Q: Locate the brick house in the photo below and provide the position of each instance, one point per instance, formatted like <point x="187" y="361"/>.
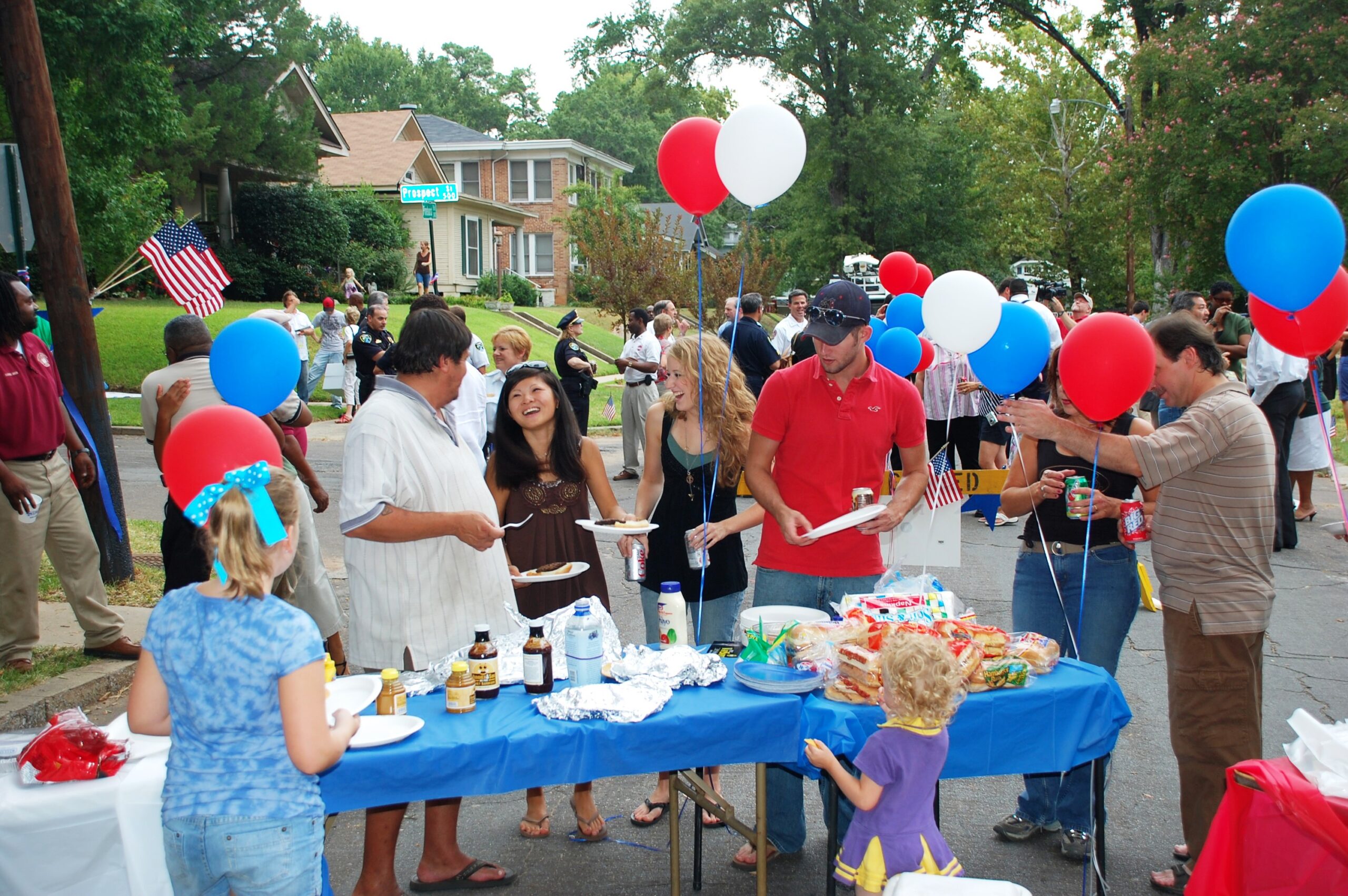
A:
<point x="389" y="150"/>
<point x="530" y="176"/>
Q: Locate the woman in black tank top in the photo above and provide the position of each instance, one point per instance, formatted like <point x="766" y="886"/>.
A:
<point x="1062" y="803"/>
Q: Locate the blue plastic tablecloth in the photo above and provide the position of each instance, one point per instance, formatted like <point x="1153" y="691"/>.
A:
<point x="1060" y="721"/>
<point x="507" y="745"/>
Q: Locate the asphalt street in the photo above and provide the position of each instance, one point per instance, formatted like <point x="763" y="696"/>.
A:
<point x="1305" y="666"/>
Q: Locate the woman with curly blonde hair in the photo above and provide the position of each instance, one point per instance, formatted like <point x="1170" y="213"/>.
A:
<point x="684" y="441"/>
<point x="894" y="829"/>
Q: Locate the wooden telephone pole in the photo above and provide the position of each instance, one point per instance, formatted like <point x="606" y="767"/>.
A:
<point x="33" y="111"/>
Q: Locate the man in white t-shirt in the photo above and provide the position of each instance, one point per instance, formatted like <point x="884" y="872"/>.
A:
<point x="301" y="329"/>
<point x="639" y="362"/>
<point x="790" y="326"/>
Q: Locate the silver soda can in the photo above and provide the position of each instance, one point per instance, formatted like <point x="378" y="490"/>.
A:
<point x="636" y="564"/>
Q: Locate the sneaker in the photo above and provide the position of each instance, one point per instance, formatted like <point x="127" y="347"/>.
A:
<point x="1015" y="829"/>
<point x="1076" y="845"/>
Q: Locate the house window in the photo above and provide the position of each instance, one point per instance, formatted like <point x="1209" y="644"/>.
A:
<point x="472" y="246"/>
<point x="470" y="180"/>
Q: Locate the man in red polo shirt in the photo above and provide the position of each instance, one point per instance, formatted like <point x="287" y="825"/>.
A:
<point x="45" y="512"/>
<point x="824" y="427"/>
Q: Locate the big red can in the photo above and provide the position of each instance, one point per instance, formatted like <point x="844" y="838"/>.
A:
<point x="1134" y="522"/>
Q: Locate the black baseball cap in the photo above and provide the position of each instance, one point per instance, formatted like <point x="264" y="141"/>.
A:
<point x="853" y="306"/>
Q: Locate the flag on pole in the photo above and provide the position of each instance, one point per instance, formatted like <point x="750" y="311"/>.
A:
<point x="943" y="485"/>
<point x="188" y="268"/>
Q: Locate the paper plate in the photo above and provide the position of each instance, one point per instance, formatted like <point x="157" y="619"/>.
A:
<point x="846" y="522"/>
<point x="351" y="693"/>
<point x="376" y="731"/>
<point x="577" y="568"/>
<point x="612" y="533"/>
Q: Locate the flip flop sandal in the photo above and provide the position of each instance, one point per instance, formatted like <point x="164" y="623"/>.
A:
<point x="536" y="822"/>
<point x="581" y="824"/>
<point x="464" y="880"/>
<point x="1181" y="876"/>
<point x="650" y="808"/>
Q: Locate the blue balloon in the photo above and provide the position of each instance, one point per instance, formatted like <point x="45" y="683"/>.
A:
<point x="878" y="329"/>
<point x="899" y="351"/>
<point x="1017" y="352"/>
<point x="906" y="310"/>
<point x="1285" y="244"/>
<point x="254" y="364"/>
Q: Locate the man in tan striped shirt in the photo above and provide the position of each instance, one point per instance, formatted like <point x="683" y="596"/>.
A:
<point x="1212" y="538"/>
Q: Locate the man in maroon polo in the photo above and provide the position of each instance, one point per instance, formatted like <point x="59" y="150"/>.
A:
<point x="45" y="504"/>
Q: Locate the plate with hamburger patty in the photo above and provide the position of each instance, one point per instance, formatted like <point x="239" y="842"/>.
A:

....

● EXERCISE PROMPT: In your copy of the records, include no pictures; repeat everything else exactly.

● ANSWER TO THIS TASK:
Q: Locate the brick house in the photo below and provide the position of each instance, one point per instance, formatted like <point x="187" y="361"/>.
A:
<point x="389" y="150"/>
<point x="530" y="176"/>
Q: Locate the woman in black tank top in the photo above and provide the position of each instance, one point per instance, formatted like <point x="766" y="886"/>.
A:
<point x="1062" y="803"/>
Q: Locate the blue plastic tablecloth in the photo above and provide the position of each instance, one point per instance, formatted like <point x="1153" y="691"/>.
A:
<point x="1060" y="721"/>
<point x="507" y="745"/>
Q: Locate the asphalt street in the photo above and provide the position of each instance, one point per instance, formatted like <point x="763" y="696"/>.
A:
<point x="1305" y="666"/>
Q: Locate the woman with curly blonde hair in the photo above and provide the position of each instance, one point per instance, formatted like <point x="1170" y="213"/>.
A:
<point x="684" y="441"/>
<point x="894" y="829"/>
Q: Locate the wooden telephone pole in the photo above and provide the position of each instance, one point per instance, formatted like <point x="606" y="767"/>.
A:
<point x="33" y="111"/>
Q: Locate the man in white t-shirt in the photo above and provide the position of each instance, one point per instance, formatted like <point x="884" y="872"/>.
A:
<point x="301" y="329"/>
<point x="639" y="362"/>
<point x="790" y="326"/>
Q: Locate the silver soda can in the photo above and provide the position of each instance, one point per instance, formatted like <point x="378" y="490"/>.
A:
<point x="636" y="564"/>
Q: Locate the sneaker in the photo above and provide the position of each instance, one point per instance, formatted like <point x="127" y="347"/>.
A:
<point x="1015" y="829"/>
<point x="1076" y="845"/>
Q: Locate the house window in the photo above and provide the position of each instance, one point per instance, formatted like <point x="1209" y="644"/>.
A:
<point x="472" y="246"/>
<point x="470" y="180"/>
Q: Locate the man in red polo shirt in the photo above and provide the position of each instance, one point per instance, formatted like <point x="287" y="825"/>.
A:
<point x="45" y="512"/>
<point x="824" y="427"/>
Q: Locate the big red can in the photo above and provide the position of each instance, one point per instance, formatted like <point x="844" y="838"/>.
A:
<point x="1134" y="522"/>
Q: Locate the black baseball cap in the photo above and provide the position of each instance, one point per instance, formatted like <point x="264" y="141"/>.
A:
<point x="853" y="306"/>
Q: Locate the flag on pole in the photo above and provide the position of each instance, one point per instance, formatted like <point x="750" y="311"/>.
A:
<point x="943" y="485"/>
<point x="188" y="268"/>
Q: Locate the paper plate in the photo above and provide the position of each instance, one point per instance, formatted like <point x="157" y="619"/>.
A:
<point x="846" y="522"/>
<point x="351" y="693"/>
<point x="376" y="731"/>
<point x="577" y="568"/>
<point x="612" y="533"/>
Q: Locate the flip flop sandal in the photo above and provide the position of each instance, one point per instance, formatted like <point x="164" y="623"/>.
A:
<point x="536" y="822"/>
<point x="581" y="824"/>
<point x="464" y="880"/>
<point x="1181" y="876"/>
<point x="650" y="808"/>
Q: Locate the blue balloon in the photo above and provide the position of each instance, one point per instance, formatted like <point x="45" y="683"/>.
A:
<point x="878" y="329"/>
<point x="899" y="351"/>
<point x="1017" y="352"/>
<point x="906" y="310"/>
<point x="1285" y="244"/>
<point x="254" y="364"/>
Q: Locate the man in tan striped shirt in the photo above and provide the position of each instance, one point per instance, formatted like <point x="683" y="596"/>.
A:
<point x="1212" y="538"/>
Q: Locate the man in maroon polo in the photo above and provide the position of each instance, one point per instance, formatted like <point x="59" y="150"/>.
A:
<point x="45" y="504"/>
Q: Locate the plate with hamburger patty in the photo above and provide the position of each instance, one point per instance, formatted like <point x="239" y="842"/>.
A:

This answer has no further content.